WRITTEN PROBLEM :: Turn all the entries below into one numbered list with one line per item, omitting blank lines and leaving out the pictures.

SUPPLIED MATERIAL ::

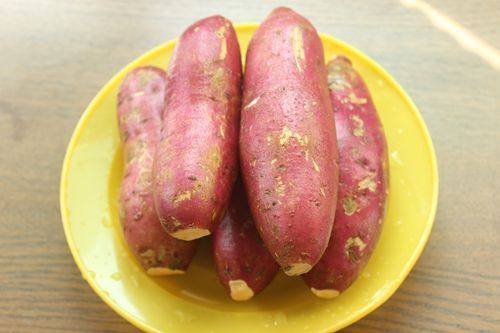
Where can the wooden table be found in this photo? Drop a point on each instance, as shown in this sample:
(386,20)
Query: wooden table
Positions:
(55,56)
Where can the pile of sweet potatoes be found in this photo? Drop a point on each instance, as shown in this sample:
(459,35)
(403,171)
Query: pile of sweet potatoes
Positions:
(303,136)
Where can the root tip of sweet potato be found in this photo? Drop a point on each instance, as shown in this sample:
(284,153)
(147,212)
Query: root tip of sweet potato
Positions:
(161,271)
(325,293)
(190,234)
(240,291)
(297,269)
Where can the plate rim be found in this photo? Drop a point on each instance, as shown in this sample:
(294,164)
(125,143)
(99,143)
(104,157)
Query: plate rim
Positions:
(353,317)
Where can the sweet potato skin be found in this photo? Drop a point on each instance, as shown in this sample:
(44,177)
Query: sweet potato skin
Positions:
(287,141)
(196,161)
(363,182)
(140,104)
(240,256)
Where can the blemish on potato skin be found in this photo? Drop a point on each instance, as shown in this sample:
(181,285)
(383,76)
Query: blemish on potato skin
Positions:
(355,100)
(137,215)
(148,257)
(182,196)
(350,205)
(287,134)
(368,183)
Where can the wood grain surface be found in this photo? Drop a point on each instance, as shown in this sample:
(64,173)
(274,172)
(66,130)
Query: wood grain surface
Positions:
(55,55)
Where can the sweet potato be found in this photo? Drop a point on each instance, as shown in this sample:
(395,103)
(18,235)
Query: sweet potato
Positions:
(362,184)
(288,145)
(140,104)
(243,264)
(196,161)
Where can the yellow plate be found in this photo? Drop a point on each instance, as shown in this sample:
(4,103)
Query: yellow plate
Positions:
(196,302)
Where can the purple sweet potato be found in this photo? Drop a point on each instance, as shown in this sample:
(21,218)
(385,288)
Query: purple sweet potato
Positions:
(243,264)
(140,105)
(196,161)
(362,184)
(288,146)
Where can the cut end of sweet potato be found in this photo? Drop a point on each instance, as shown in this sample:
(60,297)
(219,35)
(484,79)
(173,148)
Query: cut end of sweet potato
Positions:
(190,234)
(297,269)
(325,293)
(162,271)
(240,291)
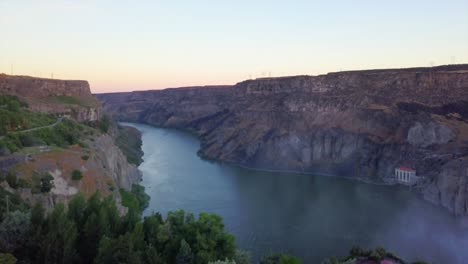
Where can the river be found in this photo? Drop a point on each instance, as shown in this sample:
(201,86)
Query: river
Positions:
(309,216)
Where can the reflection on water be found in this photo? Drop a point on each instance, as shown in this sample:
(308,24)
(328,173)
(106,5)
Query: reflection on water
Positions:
(309,216)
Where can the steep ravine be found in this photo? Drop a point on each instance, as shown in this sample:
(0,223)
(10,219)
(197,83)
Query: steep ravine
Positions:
(358,124)
(102,164)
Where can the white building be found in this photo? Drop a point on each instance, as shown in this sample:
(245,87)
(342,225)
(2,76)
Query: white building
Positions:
(406,175)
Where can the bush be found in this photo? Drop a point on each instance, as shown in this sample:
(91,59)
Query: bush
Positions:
(23,183)
(76,175)
(12,180)
(47,183)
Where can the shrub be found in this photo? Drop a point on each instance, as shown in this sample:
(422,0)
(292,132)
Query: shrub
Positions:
(47,183)
(23,183)
(76,175)
(12,180)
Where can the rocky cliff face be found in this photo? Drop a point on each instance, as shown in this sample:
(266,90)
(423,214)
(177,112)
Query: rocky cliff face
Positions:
(359,124)
(102,164)
(72,98)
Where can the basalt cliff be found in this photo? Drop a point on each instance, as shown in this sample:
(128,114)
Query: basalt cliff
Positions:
(52,96)
(88,159)
(360,124)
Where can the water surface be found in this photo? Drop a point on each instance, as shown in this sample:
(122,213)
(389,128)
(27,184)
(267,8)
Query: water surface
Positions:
(310,216)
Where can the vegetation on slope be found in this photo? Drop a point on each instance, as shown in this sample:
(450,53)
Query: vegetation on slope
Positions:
(129,141)
(91,231)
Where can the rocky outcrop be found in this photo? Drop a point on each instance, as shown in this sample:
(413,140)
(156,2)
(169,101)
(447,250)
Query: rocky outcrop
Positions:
(115,163)
(70,98)
(359,124)
(102,164)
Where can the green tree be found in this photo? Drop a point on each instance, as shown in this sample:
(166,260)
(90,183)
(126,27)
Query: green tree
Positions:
(120,250)
(47,183)
(59,238)
(185,255)
(226,261)
(242,257)
(280,259)
(13,230)
(7,258)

FINISHED ANSWER ::
1. Where can the wooden table be found in this photo? Drop a point on each instance, as shown in this sample:
2. (386,20)
3. Query: wooden table
4. Positions:
5. (55,56)
6. Where can the pile of sweet potatoes be found in this photo? Drop a point on each instance, as shown in this sample:
7. (459,35)
8. (403,171)
9. Query: pile of sweet potatoes
10. Positions:
11. (303,136)
12. Where can the root tip of sweet potato be found in this photo? Drop a point on each instance, as shown in this sample:
13. (284,153)
14. (147,212)
15. Query: root tip of sweet potato
16. Positions:
17. (161,271)
18. (325,293)
19. (190,234)
20. (240,291)
21. (297,269)
22. Where can the plate rim be found in this photo? Drop a point on each instance, as shown in this sample:
23. (294,164)
24. (125,143)
25. (99,143)
26. (104,157)
27. Query: plate rim
28. Positions:
29. (353,317)
30. Where can the sweet potato skin be found in this photo? Drop a point on each instance, as shown in this sample:
31. (44,177)
32. Query: sweet potato skin
33. Positions:
34. (287,141)
35. (196,161)
36. (363,182)
37. (140,104)
38. (240,256)
39. Where can the blemish on potato skin be found in this photo? Drop a point on each instance, as shown in this sample:
40. (181,285)
41. (383,76)
42. Query: blemish on potato skin
43. Positions:
44. (355,100)
45. (137,215)
46. (148,257)
47. (182,196)
48. (350,205)
49. (287,134)
50. (368,183)
51. Where can the wood grain surface be found in this photo? Drop a point on each instance, as shown in this sample:
52. (64,173)
53. (274,172)
54. (66,130)
55. Query: wood grain surface
56. Positions:
57. (55,55)
58. Where can the sweet potato be found in this photo? Drop a point on each instance, as shown in this sample:
59. (395,103)
60. (18,235)
61. Query: sweet potato
62. Positions:
63. (362,184)
64. (288,145)
65. (140,104)
66. (243,264)
67. (196,161)
68. Where can the yellow plate be found in this photo? Drop a point on each instance, as shown in this sample:
69. (4,103)
70. Query: yellow plate
71. Positions:
72. (196,302)
73. Where can the purple sweet potato be found in this photo? Drop a point on each instance, as shown in this sample:
74. (21,218)
75. (385,288)
76. Query: purple sweet potato
77. Positions:
78. (243,264)
79. (140,105)
80. (196,161)
81. (362,184)
82. (288,146)
83. Where can the cut end of sweet potato be found in this photo? Drop a point on each instance, as shown in this sample:
84. (60,297)
85. (219,35)
86. (484,79)
87. (173,148)
88. Query: cut end of sweet potato
89. Positions:
90. (190,234)
91. (297,269)
92. (325,293)
93. (162,271)
94. (240,291)
95. Where can the river be found in this photo? Drop a point on each instance, as shown in this sample:
96. (201,86)
97. Query: river
98. Positions:
99. (309,216)
100. Where can the reflection on water be found in this photo? Drop a point on each instance, as shown in this sample:
101. (308,24)
102. (328,173)
103. (106,5)
104. Query: reflection on water
105. Positions:
106. (309,216)
107. Where can the steep ravine be found in this photo? Drop a point on each instance, as shown in this sample:
108. (0,223)
109. (10,219)
110. (197,83)
111. Query: steep ravine
112. Positions:
113. (358,124)
114. (102,164)
115. Where can the white building be found in this photo? Drop a point on each instance, as shown in this sample:
116. (245,87)
117. (342,225)
118. (2,76)
119. Query: white building
120. Positions:
121. (406,175)
122. Where can the bush be found in this photo? Drop a point on each instance, as shown in this sample:
123. (91,59)
124. Query: bush
125. Positions:
126. (23,183)
127. (76,175)
128. (12,180)
129. (47,183)
130. Where can the shrub be found in this photo? Drop a point on each instance, as shown in this sample:
131. (422,0)
132. (292,132)
133. Query: shrub
134. Positions:
135. (47,183)
136. (23,183)
137. (76,175)
138. (12,180)
139. Where can the rocky cliff face be found in this photo? Drop a point on each instance, as shown in this sample:
140. (266,90)
141. (423,214)
142. (177,112)
143. Query: rocky cliff face
144. Positions:
145. (359,124)
146. (102,164)
147. (72,98)
148. Where can the basalt cliff be found in this photo? Drop a point on each instance, as shown in this sample:
149. (128,114)
150. Query: basalt cliff
151. Positions:
152. (52,96)
153. (88,159)
154. (360,124)
155. Where can the water surface be found in this photo? Drop a point on each instance, as shown in this sample:
156. (122,213)
157. (389,128)
158. (27,184)
159. (267,8)
160. Query: water surface
161. Positions:
162. (310,216)
163. Where can the vegetation on slope be found in this photo? Drop a point on each instance, as shown in this sample:
164. (450,53)
165. Query: vegetation on slope
166. Positions:
167. (129,141)
168. (91,231)
169. Where can the rocky outcrop be found in this photo? Drop a point on each instance, as shown in this sample:
170. (413,140)
171. (156,2)
172. (169,101)
173. (447,250)
174. Query: rocky outcrop
175. Positions:
176. (115,163)
177. (70,98)
178. (359,124)
179. (102,164)
180. Where can the green tree be found in this photo? Drop a point on each instance, as shown in this sample:
181. (166,260)
182. (90,183)
183. (126,27)
184. Query: green tree
185. Positions:
186. (120,250)
187. (47,183)
188. (59,238)
189. (185,255)
190. (226,261)
191. (242,257)
192. (280,259)
193. (13,230)
194. (7,258)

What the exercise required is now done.